**SELECTED PASSAGE**
What of these acorns from the white oaks and red oaks? What is their benefit to wildlife? When do they fall and how can they enhance hunting? The answers to these and other questions are broad. These alone could fill a book. But be advised that acorns can be of great importance to all involved.
A relatively short answer to acorns’ benefit to wildlife is to simply say they are significant. Acorns are easily digestible to deer and are also high in fat and carbohydrates. They occur at times when deer need these ingredients. Depending upon geography, acorns can begin falling as early as September, making them a viable food source when other foods might be in short supply. When there is a good crop, acorns might remain available into the winter months, here again providing a high-energy food. Even acorns that are covered by snow can emerge in spring with the melt and provide a good source of food for hungry whitetails.
When do they fall? As just mentioned, much of that depends on geography, and it also depends on variety. White oaks tend to drop a bit earlier where I live in the Southeast than do the red oaks, but that is not a given. The same can be said for the sawtooth. The sawtooth and some white oaks are often available for the October bow seasons, but unless there is a prodigious crop, all can be swept up quickly by wildlife.

**INFORMATION**
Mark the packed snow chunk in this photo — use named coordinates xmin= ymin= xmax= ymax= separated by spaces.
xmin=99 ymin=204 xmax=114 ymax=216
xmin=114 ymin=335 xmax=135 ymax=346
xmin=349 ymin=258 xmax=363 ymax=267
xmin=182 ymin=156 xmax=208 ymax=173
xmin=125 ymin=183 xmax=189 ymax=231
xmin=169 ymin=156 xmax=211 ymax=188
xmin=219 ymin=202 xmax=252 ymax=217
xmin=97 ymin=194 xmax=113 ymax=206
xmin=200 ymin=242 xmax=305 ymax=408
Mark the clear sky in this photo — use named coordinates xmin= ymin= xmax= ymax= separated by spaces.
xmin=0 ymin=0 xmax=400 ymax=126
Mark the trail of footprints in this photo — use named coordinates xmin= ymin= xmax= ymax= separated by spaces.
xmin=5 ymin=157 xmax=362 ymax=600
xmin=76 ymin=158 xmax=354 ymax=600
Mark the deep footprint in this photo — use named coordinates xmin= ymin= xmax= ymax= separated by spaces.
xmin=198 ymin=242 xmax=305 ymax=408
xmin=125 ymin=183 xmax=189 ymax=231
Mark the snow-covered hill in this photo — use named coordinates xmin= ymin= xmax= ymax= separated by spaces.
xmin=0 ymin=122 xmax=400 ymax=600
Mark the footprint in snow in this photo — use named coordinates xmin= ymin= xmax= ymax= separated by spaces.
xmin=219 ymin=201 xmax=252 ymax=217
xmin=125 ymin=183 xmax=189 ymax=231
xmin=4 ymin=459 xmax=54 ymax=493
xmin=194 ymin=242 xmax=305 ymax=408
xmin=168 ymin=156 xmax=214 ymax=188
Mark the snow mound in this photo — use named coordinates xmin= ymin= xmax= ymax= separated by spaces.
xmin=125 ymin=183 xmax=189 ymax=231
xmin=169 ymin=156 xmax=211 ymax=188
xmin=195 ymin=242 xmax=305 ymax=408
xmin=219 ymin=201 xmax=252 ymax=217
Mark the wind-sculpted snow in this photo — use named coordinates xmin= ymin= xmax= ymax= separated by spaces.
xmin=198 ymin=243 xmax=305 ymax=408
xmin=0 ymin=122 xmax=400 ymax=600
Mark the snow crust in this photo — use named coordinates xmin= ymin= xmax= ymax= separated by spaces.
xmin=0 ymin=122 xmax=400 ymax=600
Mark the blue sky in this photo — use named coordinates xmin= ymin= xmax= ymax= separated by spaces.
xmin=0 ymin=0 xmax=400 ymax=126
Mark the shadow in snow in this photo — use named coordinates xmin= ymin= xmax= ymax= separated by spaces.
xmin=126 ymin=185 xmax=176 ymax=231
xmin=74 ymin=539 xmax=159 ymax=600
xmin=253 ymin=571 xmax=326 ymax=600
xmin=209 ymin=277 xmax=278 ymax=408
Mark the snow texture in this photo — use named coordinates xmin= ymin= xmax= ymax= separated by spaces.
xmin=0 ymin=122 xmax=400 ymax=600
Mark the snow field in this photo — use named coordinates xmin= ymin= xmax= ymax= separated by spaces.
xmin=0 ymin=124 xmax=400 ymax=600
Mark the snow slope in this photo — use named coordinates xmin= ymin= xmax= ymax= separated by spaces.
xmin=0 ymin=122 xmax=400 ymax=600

**EXERCISE BRIEF**
Return the stretch of the acorn passage from "When do they fall?" through "quickly by wildlife.", copied word for word.

**WRITTEN ANSWER**
When do they fall? As just mentioned, much of that depends on geography, and it also depends on variety. White oaks tend to drop a bit earlier where I live in the Southeast than do the red oaks, but that is not a given. The same can be said for the sawtooth. The sawtooth and some white oaks are often available for the October bow seasons, but unless there is a prodigious crop, all can be swept up quickly by wildlife.